Have your say on the future of CII

The ABI Critical Illness Working Party review into critical illness insurance has now reached a crucial stage. The consultation paper has been completed and is out for comment. It sets out proposals which aim to ensure CII is sustainable in the long-term.

The main changes recommended by the CIWP are clearer definition headlines, future-proofing the definitions and some changes to the Statement of Best Practice. It also asks whether people think the product name should be changed and how would they feel about the introduction of a framework for staged cancer payments.

The recommended changes could have a huge impact on CII so it’s important you have your say. To introduce more descriptive critical illness definition headings would mean people would be able to see immediately what is and isn’t covered. For example, with the heading ‘Benign brain tumour’, it is proposed that this is changed to ‘Benign brain tumour – with permanent symptoms of brain damage’. Such changes should help cut down on claims for illnesses that don’t meet the definitions.

When it comes to future-proofing, by thinking about medical advances now, policy definitions are less likely to need to be changed each time a breakthrough is made, meaning fewer versions of CII. The proposed changes will affect 11 of the current definitions.

The recommendation to change the current Statement of Best Practice is to include additional illnesses within standard definitions. This would mean a standard definition would be available for Alzheimer’s disease with permanent symptoms, HIV contracted from a blood transfusion, a physical assault or at work and major head injury with persisting symptoms of brain damage.

The question about whether the name of the product itself should change is a way to help clients understand what it covers. Some ideas for a new name are ‘Specified Critical Illness Cover’ or ‘Listed Critical Illness Cover’.

The question of a staged cancer payment would be a major development so it is important you let the ABI know if you think it will work and which of its suggestions you think is best. The suggestions concern having two cancer definitions, one being the full definition similar to now and the other a restricted definition which would only pay out if the cancer was in one of the specified sites or spreading from its original site. The restricted cancer definition would be cheaper than the full definition, meaning it would be more likely to suit someone on a budget.

You can get a copy of the full consultation paper at www.abi.org.uk. This is your chance to be part of making sure CII is available to meet your clients’ needs in the future. Help drive change, don’t let change drive you.

▶ Stored data

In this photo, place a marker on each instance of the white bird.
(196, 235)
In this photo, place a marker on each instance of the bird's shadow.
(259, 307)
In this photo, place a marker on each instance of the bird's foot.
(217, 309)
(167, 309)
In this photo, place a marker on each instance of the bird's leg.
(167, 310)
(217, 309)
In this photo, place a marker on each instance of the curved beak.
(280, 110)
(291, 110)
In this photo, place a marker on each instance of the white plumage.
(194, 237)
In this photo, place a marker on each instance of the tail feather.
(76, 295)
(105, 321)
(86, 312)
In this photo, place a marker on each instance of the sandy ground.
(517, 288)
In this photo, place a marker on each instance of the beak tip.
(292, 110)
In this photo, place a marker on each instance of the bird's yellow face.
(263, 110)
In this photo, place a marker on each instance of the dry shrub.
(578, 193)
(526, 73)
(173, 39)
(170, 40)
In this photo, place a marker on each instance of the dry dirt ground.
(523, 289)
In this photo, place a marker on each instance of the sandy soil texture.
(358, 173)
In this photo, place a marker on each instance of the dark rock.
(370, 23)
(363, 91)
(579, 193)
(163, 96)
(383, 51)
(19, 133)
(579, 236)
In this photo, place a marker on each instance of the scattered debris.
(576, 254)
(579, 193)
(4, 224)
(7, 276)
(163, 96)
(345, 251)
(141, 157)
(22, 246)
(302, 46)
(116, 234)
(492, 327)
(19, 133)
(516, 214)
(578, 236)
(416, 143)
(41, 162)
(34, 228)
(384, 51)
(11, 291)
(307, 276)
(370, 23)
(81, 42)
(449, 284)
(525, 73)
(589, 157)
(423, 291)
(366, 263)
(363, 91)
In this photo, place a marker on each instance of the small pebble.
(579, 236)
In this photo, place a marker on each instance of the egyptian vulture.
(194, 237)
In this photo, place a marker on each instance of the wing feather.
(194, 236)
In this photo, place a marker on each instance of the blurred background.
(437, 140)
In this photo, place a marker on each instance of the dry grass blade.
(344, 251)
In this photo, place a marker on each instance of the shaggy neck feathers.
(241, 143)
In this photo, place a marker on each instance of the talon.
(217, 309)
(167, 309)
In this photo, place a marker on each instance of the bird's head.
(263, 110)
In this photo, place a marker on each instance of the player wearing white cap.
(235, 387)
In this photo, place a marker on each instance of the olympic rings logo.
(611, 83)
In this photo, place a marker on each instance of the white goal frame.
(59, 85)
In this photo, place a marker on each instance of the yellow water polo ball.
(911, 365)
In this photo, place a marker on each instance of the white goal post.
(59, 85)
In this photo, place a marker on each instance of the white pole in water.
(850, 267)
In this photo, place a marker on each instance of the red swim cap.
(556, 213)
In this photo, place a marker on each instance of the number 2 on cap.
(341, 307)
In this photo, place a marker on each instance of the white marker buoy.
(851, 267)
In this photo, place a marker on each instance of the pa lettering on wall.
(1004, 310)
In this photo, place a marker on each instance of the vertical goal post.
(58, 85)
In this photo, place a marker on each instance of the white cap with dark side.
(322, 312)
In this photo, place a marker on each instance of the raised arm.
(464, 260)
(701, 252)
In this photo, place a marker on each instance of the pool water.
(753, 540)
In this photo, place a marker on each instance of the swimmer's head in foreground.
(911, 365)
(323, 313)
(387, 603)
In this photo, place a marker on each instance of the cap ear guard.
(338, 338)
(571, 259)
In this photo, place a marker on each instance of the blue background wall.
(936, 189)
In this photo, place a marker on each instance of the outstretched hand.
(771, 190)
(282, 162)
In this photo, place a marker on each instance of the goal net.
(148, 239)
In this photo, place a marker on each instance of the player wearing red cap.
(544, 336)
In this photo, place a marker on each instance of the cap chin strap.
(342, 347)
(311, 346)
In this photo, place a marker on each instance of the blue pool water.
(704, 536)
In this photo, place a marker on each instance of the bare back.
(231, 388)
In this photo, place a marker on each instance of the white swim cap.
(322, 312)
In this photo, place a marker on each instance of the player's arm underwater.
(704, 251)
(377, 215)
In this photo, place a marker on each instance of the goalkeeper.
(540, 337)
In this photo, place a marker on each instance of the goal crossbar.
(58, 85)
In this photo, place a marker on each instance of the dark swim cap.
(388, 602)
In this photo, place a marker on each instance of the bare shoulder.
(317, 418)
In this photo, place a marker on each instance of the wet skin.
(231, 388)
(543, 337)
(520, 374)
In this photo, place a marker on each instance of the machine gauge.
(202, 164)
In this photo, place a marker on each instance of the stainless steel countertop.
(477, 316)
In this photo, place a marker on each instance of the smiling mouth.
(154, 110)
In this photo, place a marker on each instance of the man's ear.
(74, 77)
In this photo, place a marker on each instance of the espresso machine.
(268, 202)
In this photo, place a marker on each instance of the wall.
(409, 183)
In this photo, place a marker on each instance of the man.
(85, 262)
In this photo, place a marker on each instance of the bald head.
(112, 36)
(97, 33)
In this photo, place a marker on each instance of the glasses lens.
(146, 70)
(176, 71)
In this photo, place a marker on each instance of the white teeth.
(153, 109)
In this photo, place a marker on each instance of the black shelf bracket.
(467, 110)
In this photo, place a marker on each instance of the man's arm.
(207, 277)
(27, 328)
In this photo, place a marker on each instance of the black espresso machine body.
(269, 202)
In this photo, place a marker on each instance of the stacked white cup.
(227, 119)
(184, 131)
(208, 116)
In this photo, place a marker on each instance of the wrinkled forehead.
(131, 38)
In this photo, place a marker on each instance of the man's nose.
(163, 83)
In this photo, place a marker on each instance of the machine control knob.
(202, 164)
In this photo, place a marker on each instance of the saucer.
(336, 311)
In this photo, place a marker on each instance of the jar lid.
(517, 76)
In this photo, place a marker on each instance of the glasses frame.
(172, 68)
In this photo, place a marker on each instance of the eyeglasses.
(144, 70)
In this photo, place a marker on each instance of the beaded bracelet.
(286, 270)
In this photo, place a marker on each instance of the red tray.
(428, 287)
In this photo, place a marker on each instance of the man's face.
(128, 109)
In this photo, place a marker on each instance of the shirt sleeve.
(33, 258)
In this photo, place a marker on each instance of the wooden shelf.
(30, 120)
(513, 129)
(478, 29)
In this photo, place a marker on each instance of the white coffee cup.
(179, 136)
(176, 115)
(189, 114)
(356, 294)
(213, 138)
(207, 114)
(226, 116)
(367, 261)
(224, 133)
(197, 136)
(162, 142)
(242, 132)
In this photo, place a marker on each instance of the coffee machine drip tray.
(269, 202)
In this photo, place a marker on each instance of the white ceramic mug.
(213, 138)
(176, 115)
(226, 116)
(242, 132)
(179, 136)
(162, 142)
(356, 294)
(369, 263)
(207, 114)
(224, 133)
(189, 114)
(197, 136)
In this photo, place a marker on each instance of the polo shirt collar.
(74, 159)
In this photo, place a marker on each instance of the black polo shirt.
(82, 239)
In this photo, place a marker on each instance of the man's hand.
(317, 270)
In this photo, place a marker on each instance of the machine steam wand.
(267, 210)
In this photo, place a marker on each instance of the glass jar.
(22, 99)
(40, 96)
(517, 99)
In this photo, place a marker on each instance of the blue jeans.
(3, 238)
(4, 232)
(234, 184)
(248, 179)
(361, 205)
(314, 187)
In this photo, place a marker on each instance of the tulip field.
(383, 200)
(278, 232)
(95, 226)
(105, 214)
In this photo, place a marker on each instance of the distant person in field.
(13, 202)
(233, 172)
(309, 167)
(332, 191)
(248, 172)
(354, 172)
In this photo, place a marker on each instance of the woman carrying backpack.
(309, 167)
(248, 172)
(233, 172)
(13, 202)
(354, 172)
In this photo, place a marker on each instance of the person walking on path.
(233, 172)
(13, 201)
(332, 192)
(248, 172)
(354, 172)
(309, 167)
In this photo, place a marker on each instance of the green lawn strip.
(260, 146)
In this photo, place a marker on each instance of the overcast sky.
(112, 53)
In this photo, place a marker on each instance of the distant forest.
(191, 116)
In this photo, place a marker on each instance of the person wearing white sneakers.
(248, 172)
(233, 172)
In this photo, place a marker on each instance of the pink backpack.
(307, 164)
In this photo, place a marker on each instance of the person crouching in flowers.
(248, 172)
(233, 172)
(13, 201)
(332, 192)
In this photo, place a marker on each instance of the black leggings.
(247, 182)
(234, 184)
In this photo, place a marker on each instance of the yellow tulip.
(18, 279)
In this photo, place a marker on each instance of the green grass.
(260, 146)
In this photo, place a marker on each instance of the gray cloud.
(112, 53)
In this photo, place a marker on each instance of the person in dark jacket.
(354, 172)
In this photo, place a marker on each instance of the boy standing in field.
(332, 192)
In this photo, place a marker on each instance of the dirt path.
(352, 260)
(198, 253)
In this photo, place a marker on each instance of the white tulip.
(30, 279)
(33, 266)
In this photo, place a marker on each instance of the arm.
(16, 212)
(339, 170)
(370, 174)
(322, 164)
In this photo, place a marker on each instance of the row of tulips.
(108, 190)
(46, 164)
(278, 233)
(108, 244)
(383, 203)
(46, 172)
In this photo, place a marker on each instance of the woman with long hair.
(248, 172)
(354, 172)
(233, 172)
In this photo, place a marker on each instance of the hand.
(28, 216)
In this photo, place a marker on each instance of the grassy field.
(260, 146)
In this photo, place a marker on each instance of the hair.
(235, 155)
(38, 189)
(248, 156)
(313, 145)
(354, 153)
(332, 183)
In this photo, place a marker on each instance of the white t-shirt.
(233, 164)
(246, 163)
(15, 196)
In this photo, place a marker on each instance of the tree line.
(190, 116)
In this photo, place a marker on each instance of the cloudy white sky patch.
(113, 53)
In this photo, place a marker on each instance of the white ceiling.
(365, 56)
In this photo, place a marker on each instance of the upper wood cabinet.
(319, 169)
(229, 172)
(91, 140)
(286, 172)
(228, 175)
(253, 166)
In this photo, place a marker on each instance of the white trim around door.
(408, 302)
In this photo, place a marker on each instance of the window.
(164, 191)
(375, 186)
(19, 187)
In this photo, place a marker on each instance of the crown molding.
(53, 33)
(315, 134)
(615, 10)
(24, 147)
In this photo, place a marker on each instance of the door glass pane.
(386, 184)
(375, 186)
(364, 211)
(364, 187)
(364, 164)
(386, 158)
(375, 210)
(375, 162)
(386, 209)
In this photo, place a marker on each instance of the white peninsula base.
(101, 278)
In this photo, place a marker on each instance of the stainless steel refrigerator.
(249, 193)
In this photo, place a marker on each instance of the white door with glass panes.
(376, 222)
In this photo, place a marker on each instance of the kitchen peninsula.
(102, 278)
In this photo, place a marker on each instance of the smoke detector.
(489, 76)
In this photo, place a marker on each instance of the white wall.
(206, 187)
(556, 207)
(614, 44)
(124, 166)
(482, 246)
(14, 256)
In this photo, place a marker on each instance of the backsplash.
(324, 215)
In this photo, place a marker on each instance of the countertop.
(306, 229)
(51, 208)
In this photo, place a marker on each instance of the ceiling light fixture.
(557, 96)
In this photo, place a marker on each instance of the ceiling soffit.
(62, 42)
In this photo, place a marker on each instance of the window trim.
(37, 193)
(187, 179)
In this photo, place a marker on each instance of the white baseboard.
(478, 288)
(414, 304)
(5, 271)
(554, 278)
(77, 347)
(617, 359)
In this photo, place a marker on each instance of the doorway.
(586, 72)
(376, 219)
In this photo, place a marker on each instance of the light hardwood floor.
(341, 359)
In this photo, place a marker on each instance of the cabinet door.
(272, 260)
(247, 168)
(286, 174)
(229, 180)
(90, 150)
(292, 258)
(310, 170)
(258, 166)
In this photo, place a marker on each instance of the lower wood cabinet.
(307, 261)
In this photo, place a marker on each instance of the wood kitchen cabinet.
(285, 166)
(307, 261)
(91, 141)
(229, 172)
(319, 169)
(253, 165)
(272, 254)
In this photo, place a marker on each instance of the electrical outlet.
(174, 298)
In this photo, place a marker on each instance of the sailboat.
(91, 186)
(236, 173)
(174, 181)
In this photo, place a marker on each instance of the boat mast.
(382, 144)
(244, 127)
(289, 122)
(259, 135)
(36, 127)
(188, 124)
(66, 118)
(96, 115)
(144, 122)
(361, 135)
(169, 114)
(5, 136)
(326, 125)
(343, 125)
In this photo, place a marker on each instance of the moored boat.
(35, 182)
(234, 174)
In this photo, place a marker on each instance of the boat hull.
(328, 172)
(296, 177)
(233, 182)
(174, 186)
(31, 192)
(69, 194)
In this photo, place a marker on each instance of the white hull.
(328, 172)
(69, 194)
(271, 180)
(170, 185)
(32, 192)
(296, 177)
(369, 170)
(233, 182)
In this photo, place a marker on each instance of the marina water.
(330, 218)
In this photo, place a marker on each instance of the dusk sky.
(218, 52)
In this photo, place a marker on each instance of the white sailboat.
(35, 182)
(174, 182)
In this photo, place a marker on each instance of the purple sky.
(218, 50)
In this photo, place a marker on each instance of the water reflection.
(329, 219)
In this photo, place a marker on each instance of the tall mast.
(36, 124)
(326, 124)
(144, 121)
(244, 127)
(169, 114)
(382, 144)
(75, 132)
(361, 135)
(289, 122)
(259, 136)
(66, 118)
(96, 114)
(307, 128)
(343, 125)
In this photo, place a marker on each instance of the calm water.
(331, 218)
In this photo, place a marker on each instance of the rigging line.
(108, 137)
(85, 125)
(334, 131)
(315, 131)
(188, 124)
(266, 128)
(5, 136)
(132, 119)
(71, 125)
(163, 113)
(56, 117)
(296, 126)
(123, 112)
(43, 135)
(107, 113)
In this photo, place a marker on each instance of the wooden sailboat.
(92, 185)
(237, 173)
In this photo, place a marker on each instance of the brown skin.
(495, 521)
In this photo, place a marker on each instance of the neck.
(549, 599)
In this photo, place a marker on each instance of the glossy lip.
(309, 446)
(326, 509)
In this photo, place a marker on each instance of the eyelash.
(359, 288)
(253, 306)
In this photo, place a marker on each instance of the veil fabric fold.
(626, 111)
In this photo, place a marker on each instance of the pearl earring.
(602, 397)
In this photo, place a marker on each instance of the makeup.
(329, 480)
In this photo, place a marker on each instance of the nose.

▶ What you need to do
Quote the critical illness insurance article word for word, starting at "The ABI Critical" and ending at "in the long-term.".

▶ Exercise solution
The ABI Critical Illness Working Party review into critical illness insurance has now reached a crucial stage. The consultation paper has been completed and is out for comment. It sets out proposals which aim to ensure CII is sustainable in the long-term.